Source document ->

Chapter 1 Introduction
1.1 Target Audience
The course is intended for students in the biomedical sciences and researchers who use informatics tools in their research and have not had training in reproducibility tools and methods.
This course is written for individuals who:
- Have some familiarity with R or Python - have written some scripts.
- Have not had formal training in computational methods.
- Have limited or no familiar with GitHub, Docker, or package management tools.
1.2 Topics covered:
This is a two part series:
1.3 Motivation
Cancer datasets are plentiful, complicated, and hold untold amounts of information regarding cancer biology. Cancer researchers are working to apply their expertise to the analysis of these vast amounts of data but training opportunities to properly equip them in these efforts can be sparse. This includes training in reproducible data analysis methods.
Data analyses are generally not reproducible without direct contact with the original researchers and a substantial amount of time and effort (Beaulieu-Jones and Greene 2017). Reproducibility in cancer informatics (as with other fields) is still not monitored or incentivized despite that it is fundamental to the scientific method. Despite the lack of incentive, many researchers strive for reproducibility in their own work but often lack the skills or training to do so effectively.
Equipping researchers with the skills to create reproducible data analyses increases the efficiency of everyone involved. Reproducible analyses are more likely to be understood, applied, and replicated by others. This helps expedite the scientific process by helping researchers avoid false positive dead ends. Open source clarity in reproducible methods also saves researchers’ time so they don’t have to reinvent the proverbial wheel for methods that everyone in the field is already performing.
1.4 Curriculum
This course introduces the concepts of reproducibility and replicability in the context of cancer informatics. It uses hands-on exercises to demonstrate in practical terms how to increase the reproducibility of data analyses. The course also introduces tools relevant to reproducibility including analysis notebooks, package managers, git and GitHub.
The course includes hands-on exercises for how to apply reproducible code concepts to their code. Individuals who take this course are encouraged to complete these activities as they follow along with the course material to help increase the reproducibility of their analyses.

Work order A -> Rewrite the course introduction from "Chapter 1 Introduction" through "in computational methods.", using "life sciences" in place of "biomedical sciences".
Work order B ->
Answer these questions using the course introduction.
(i) With which programming languages should readers have some familiarity?
(ii) Which source is cited for the claim that data analyses are generally not reproducible without contacting the original researchers?
(iii) Which reproducibility tools does the course introduce?

Given material ->
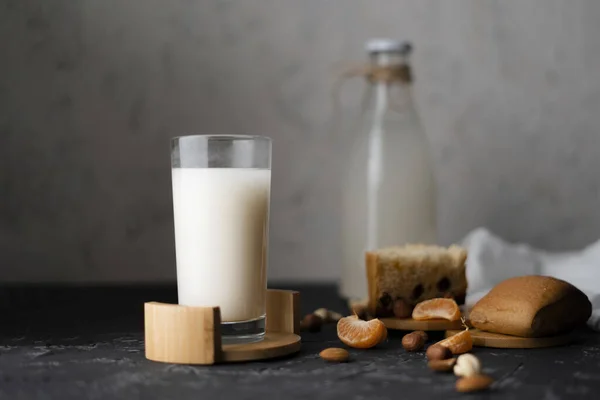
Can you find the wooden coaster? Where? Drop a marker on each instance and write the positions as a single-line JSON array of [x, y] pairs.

Response A ->
Chapter 1 Introduction
1.1 Target Audience
The course is intended for students in the life sciences and researchers who use informatics tools in their research and have not had training in reproducibility tools and methods.
This course is written for individuals who:
- Have some familiarity with R or Python - have written some scripts.
- Have not had formal training in computational methods.

Response B ->
(i) R or Python.
(ii) Beaulieu-Jones and Greene 2017.
(iii) Analysis notebooks, package managers, git and GitHub.